# The request
Copy out every one of the rows below exactly, line for line, with no changes.
— Start Exercise materials —
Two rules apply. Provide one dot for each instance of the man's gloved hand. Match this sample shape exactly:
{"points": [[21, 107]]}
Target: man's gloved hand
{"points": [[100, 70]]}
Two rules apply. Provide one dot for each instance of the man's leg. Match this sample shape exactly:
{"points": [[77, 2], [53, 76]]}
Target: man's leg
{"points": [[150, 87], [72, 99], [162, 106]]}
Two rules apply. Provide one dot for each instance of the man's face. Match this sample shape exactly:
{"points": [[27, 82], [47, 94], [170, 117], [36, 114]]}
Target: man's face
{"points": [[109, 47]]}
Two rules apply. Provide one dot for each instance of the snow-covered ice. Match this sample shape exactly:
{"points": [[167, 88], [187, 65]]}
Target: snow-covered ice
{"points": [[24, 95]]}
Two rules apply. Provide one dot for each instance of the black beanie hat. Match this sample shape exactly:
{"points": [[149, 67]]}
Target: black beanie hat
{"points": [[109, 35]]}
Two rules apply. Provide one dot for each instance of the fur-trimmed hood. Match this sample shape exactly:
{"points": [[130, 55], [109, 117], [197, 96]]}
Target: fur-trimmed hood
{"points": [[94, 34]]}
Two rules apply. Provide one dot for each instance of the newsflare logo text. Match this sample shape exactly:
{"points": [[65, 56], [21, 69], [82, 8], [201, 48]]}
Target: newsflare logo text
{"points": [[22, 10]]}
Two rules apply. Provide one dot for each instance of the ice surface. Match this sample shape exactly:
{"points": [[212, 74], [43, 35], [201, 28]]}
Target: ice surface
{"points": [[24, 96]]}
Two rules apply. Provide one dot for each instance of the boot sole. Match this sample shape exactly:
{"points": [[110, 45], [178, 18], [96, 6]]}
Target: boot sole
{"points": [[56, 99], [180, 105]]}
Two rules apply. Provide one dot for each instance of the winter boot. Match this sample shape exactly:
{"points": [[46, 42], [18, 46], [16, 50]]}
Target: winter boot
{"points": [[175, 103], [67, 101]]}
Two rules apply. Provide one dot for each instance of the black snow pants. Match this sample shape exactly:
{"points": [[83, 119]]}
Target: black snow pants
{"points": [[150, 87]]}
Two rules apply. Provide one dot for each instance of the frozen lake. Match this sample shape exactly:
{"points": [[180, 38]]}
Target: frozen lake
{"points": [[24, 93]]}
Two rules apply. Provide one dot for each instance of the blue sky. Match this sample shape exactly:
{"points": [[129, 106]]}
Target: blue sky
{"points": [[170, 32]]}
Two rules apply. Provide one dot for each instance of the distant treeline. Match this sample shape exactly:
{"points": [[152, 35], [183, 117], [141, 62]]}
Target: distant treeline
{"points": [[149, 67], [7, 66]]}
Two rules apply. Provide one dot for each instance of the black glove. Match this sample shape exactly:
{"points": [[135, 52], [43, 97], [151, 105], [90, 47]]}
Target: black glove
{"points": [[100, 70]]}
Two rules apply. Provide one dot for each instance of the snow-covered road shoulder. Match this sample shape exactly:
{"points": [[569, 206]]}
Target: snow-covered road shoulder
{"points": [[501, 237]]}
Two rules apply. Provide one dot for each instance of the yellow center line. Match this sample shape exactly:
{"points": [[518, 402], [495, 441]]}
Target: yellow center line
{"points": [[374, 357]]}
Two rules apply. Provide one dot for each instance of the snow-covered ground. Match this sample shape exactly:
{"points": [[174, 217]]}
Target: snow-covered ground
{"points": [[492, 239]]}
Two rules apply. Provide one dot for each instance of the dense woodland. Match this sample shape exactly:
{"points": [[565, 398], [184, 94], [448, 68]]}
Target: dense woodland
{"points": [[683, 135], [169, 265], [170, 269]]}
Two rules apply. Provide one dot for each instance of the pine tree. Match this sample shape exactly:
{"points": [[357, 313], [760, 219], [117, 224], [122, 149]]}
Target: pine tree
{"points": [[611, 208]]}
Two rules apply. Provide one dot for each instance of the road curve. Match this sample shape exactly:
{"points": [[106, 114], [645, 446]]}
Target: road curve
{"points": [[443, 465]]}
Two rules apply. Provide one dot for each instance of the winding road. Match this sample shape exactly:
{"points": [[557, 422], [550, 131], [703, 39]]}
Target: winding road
— End Exercise materials —
# Reply to the exercise
Two rules apply. Provide one dot for each instance of the man's gloved hand. Match this sample shape exactly:
{"points": [[21, 107]]}
Target: man's gloved hand
{"points": [[100, 70]]}
Two rules apply. Provide one dot for each instance of the man's leg. Match this sample shape exactly:
{"points": [[77, 2], [53, 76]]}
Target: man's leg
{"points": [[150, 87], [72, 99], [162, 106]]}
Two rules apply. Provide one dot for each instance of the man's face. Match this sample shape exactly:
{"points": [[27, 82], [47, 94], [170, 117], [36, 114]]}
Target: man's face
{"points": [[109, 47]]}
Two rules apply. Provide one dot for each instance of the snow-covered ice. Match this sample shape exactly:
{"points": [[167, 88], [187, 65]]}
Target: snow-covered ice
{"points": [[24, 95]]}
Two rules apply. Provide one dot for each instance of the black beanie hat. Match this sample shape exactly:
{"points": [[149, 67]]}
Target: black beanie hat
{"points": [[109, 35]]}
Two rules apply. Provide one dot for each instance of the fur-trimmed hood. Match this sample shape exactly:
{"points": [[130, 55], [109, 117], [197, 96]]}
Target: fur-trimmed hood
{"points": [[94, 34]]}
Two rules apply. Provide one dot for each instance of the newsflare logo text. Match this sample shape exactly:
{"points": [[65, 56], [21, 69], [82, 8], [201, 48]]}
Target: newsflare logo text
{"points": [[22, 10]]}
Two rules apply. Provide one dot for each instance of the ice surface. Match this sample shape exactly:
{"points": [[212, 74], [43, 35], [201, 28]]}
Target: ice surface
{"points": [[24, 96]]}
Two rules apply. Provide one dot for each instance of the boot sole. Match this sample shape exactly:
{"points": [[110, 45], [178, 18], [96, 6]]}
Target: boot sole
{"points": [[56, 99], [180, 105]]}
Two rules apply. Provide one dot for each instance of the winter boot. Match this sample shape exactly:
{"points": [[46, 42], [18, 46], [16, 50]]}
Target: winter boot
{"points": [[175, 103], [67, 101]]}
Two rules apply. Provide one dot for each instance of the black snow pants. Match this sample shape exactly:
{"points": [[83, 119]]}
Target: black snow pants
{"points": [[150, 87]]}
Two rules apply. Provide one dot for each instance of the frozen lake. Match this sample shape exactly:
{"points": [[180, 38]]}
Target: frozen lake
{"points": [[24, 93]]}
Two rules apply. Provide one dot for each instance of the blue sky. Match this sample shape exactly:
{"points": [[129, 106]]}
Target: blue sky
{"points": [[170, 32]]}
Two rules apply. Provide one dot for each instance of the distant treeline. Match this sample shape exactly:
{"points": [[152, 35], [183, 117], [141, 62]]}
Target: distant treeline
{"points": [[149, 67], [7, 66]]}
Two rules apply. Provide one dot for each instance of the black glove. Match this sample shape exactly:
{"points": [[135, 52], [43, 97], [151, 105], [90, 47]]}
Target: black glove
{"points": [[100, 70]]}
Two rules apply. Provide one dot for each instance of the snow-covered road shoulder. Match this sample shape exactly:
{"points": [[569, 206]]}
Target: snow-covered road shoulder
{"points": [[501, 237]]}
Two rules apply. Provide one dot for each instance of the yellow center line. Match this sample shape exactly:
{"points": [[518, 402], [495, 441]]}
Target: yellow center line
{"points": [[374, 357]]}
Two rules apply. Provide one dot for each instance of the snow-covered ground. Match this sample shape exactly:
{"points": [[174, 217]]}
Target: snow-covered ground
{"points": [[492, 239]]}
Two rules apply. Provide one dot for each instance of the dense woodland. Match this sample shape exactly:
{"points": [[565, 398], [184, 94], [448, 68]]}
Target: dense woodland
{"points": [[683, 135], [169, 265], [170, 269]]}
Two rules apply. Provide one dot for each instance of the pine tree. Match this sample shape exactly:
{"points": [[357, 313], [760, 219], [117, 224], [122, 149]]}
Target: pine tree
{"points": [[611, 208]]}
Two rules apply. Provide one dot for each instance of the road curve. Match this sample shape exactly:
{"points": [[106, 114], [645, 446]]}
Target: road curve
{"points": [[443, 465]]}
Two rules apply. Provide one dot for each instance of the winding road. Match this sample shape exactly:
{"points": [[557, 422], [550, 131], [703, 39]]}
Target: winding road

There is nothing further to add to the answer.